Written exercise. Could you output every one of the entries below without changing a single character?

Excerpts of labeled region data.
++++

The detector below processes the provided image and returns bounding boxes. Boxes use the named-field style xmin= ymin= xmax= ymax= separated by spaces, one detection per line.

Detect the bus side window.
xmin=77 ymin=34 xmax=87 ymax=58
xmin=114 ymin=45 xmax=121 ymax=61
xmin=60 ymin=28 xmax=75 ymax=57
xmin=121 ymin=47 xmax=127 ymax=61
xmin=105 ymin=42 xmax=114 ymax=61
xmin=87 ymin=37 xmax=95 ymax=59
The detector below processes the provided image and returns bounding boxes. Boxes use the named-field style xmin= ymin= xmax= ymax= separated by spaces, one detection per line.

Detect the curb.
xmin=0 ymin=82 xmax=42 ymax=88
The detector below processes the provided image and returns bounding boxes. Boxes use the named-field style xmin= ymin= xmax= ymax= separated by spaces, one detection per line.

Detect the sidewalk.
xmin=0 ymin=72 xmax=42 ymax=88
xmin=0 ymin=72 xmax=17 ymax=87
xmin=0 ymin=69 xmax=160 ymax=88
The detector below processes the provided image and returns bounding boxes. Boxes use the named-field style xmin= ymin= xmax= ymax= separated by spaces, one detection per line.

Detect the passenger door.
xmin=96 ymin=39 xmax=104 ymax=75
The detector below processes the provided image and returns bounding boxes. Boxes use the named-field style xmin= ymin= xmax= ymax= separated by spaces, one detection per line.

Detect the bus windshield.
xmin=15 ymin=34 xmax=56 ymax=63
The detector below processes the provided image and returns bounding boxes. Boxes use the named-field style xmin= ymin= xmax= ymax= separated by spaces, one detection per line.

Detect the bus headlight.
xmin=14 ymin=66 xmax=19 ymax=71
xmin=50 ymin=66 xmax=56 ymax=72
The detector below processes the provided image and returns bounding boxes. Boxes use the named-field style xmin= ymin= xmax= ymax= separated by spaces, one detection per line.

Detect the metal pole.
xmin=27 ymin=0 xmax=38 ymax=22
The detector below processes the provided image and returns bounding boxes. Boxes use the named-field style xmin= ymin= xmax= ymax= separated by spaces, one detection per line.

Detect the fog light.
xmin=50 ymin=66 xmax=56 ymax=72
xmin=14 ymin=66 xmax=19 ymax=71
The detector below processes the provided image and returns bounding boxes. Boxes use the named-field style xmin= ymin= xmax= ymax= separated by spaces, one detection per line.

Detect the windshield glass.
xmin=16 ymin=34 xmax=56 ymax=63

++++

Task solution.
The detector below processes the provided image and returns bounding boxes. Boxes use the named-field style xmin= ymin= xmax= ymax= separated by spaces, one detection per line.

Detect the bus side window.
xmin=77 ymin=34 xmax=87 ymax=58
xmin=114 ymin=45 xmax=121 ymax=61
xmin=60 ymin=28 xmax=75 ymax=57
xmin=121 ymin=47 xmax=127 ymax=61
xmin=105 ymin=42 xmax=114 ymax=61
xmin=87 ymin=37 xmax=95 ymax=59
The detector below processes the provided image and returns bounding boxes. Boxes use the named-field style xmin= ymin= xmax= ymax= separated by spaces, one detection per line.

Detect the curb.
xmin=0 ymin=82 xmax=42 ymax=88
The detector below processes the provided image and returns bounding boxes. Boxes use the named-field style xmin= ymin= xmax= ymax= separated by spaces, one detection per line.

Detect the sidewalk.
xmin=0 ymin=72 xmax=42 ymax=88
xmin=0 ymin=72 xmax=17 ymax=87
xmin=0 ymin=69 xmax=160 ymax=88
The detector below processes the provided image and returns bounding boxes. Boxes use the named-field style xmin= ymin= xmax= ymax= separated by spaces, one detection per line.

Detect the passenger door.
xmin=96 ymin=39 xmax=104 ymax=75
The detector below processes the provided image and returns bounding boxes. Boxes use the named-field style xmin= ymin= xmax= ymax= separated by spaces, one detection per line.

Detect the bus windshield.
xmin=15 ymin=34 xmax=56 ymax=63
The detector below processes the provided image and returns bounding boxes. Boxes use the named-field style xmin= ymin= xmax= ymax= separated by spaces, one detection per line.

Detect the bus headlight.
xmin=14 ymin=66 xmax=19 ymax=71
xmin=50 ymin=66 xmax=56 ymax=72
The detector below processes the provided image and returns bounding boxes. Boxes use the named-field style xmin= ymin= xmax= ymax= separated by spaces, one detection per line.

Detect the metal pole.
xmin=27 ymin=0 xmax=38 ymax=22
The detector below processes the provided image and returns bounding boxes. Boxes use the named-field style xmin= ymin= xmax= ymax= separated by spaces, one detection per line.

Detect the fog light.
xmin=50 ymin=66 xmax=56 ymax=72
xmin=14 ymin=66 xmax=19 ymax=71
The detector below processes the provided image and returns bounding boxes. Boxes use the named-field style xmin= ymin= xmax= ymax= separated by spaces, one detection per line.

Detect the windshield glass.
xmin=16 ymin=34 xmax=56 ymax=63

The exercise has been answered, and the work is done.